Requirements – List every line below that contains the word "each", matching case exactly.

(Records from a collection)
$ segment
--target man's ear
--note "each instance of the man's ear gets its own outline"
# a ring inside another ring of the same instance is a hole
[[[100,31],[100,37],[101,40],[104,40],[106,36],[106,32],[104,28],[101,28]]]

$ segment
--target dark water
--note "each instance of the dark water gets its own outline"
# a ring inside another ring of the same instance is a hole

==

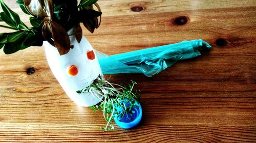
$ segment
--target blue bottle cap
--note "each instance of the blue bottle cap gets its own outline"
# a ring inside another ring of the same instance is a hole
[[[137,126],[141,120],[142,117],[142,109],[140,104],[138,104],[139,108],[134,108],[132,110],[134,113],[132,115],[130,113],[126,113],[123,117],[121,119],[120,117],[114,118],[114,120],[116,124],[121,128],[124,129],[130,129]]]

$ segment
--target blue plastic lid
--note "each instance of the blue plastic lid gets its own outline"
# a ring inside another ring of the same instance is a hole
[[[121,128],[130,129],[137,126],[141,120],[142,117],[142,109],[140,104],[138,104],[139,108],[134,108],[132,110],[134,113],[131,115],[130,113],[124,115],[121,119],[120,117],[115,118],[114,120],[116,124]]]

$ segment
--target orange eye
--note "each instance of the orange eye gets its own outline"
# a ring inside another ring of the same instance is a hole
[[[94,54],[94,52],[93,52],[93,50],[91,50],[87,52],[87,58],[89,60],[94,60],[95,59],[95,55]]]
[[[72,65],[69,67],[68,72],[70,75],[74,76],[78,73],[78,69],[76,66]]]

Exercise solution –
--note "each instance of the man's ear gets its own outline"
--note "each instance of the dark water gets its own outline"
--note "each instance of the blue bottle cap gets its own outline"
--note "each instance of the blue plastic lid gets its own outline"
--note "each instance of the orange eye gets its own outline"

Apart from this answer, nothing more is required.